# Request
Tally the lines in the listing below that contain the string "tree", treating uppercase and lowercase as different. Reply with only the number.

# Records provided
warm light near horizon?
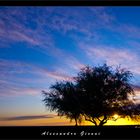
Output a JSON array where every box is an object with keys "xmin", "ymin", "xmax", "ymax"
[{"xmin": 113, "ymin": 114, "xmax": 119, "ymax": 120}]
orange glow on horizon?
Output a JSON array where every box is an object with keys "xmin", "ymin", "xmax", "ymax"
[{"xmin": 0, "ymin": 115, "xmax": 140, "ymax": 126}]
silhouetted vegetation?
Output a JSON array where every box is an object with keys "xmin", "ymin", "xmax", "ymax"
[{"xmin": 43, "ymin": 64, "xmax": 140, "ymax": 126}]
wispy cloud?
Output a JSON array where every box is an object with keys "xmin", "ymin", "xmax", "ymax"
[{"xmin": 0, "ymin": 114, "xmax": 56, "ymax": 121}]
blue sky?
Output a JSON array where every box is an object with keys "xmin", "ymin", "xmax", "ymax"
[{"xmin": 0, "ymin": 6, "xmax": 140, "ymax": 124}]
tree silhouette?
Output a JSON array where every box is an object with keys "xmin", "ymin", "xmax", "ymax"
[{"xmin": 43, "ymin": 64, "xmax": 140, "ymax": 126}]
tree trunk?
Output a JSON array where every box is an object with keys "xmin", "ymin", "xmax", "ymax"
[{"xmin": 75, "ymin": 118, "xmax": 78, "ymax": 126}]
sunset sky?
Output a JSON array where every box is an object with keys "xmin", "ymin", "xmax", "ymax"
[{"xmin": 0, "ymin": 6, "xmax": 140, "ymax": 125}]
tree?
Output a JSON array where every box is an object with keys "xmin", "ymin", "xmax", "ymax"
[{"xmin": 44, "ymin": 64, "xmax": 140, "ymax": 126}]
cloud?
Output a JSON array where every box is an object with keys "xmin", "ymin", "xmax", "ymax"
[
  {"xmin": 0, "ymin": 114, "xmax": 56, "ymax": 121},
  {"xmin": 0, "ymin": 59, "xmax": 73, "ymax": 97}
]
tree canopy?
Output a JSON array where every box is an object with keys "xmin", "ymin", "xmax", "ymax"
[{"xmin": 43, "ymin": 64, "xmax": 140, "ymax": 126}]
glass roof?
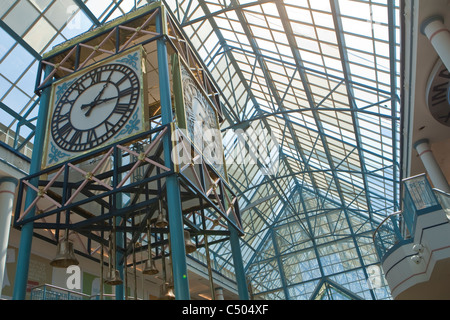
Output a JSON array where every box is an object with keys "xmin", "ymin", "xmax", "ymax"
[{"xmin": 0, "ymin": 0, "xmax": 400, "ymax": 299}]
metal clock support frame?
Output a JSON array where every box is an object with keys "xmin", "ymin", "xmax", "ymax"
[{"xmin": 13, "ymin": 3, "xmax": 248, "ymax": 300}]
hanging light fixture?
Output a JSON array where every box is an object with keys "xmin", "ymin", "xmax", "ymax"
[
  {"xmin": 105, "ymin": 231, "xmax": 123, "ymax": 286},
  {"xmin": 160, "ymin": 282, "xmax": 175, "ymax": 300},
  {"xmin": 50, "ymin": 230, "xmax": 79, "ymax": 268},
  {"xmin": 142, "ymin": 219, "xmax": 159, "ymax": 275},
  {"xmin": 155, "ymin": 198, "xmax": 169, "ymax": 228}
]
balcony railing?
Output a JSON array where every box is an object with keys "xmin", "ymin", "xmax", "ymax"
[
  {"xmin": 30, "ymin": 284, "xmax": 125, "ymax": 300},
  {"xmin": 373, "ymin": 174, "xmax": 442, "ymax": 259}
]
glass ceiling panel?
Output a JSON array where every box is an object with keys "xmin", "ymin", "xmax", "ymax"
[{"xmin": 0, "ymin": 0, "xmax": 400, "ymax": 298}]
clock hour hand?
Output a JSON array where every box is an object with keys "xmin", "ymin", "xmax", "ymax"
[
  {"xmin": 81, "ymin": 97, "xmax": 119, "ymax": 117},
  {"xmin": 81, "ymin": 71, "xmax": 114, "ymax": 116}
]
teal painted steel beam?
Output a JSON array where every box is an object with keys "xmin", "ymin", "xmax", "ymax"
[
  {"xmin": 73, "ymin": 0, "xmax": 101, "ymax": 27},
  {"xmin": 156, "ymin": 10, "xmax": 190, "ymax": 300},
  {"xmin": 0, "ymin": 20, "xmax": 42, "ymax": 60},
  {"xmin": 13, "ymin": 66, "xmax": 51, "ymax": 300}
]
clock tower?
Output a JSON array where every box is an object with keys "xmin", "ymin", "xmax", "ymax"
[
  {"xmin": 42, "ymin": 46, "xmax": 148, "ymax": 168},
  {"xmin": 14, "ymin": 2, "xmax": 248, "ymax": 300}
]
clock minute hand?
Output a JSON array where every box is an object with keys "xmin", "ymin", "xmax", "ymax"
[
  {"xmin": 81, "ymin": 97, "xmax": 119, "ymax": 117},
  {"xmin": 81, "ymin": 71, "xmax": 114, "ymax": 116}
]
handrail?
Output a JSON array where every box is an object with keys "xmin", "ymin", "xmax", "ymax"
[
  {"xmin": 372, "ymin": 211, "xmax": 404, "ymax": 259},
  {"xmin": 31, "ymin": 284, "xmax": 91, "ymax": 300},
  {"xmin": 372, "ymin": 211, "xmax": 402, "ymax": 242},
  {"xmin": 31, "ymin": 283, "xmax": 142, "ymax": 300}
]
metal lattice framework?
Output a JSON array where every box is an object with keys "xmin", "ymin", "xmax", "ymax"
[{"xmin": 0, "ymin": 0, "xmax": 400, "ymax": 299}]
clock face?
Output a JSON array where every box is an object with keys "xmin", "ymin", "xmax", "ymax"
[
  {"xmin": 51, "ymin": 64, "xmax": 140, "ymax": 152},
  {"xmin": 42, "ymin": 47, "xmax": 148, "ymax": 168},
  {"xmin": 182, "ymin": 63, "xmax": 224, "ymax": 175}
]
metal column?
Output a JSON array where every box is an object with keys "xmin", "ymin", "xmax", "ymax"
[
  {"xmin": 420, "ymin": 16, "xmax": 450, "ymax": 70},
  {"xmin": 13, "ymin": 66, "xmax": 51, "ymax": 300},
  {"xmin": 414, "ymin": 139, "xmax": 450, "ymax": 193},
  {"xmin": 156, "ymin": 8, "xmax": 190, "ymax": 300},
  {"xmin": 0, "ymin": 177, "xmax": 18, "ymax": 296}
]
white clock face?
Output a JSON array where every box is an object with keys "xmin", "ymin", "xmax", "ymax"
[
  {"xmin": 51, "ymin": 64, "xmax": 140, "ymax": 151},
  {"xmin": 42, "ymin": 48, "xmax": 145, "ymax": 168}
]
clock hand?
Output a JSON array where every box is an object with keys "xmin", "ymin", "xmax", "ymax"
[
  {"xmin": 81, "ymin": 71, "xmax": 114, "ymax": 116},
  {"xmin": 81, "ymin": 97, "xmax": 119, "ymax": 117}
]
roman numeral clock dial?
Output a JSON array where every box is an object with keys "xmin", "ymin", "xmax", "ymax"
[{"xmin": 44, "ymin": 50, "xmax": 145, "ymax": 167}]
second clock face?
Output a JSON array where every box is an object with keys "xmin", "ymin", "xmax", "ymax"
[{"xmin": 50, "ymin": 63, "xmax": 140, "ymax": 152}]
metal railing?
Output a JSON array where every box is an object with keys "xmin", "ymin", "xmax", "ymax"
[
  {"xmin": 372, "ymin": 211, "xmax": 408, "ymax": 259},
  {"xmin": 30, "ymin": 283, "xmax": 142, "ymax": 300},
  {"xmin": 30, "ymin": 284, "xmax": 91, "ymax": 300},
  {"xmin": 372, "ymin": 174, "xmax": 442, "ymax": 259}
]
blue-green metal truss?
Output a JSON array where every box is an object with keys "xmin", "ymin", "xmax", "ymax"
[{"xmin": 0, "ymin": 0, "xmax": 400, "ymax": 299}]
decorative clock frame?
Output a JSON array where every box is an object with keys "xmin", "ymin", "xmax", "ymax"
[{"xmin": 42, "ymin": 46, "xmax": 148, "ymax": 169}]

# Correct result
4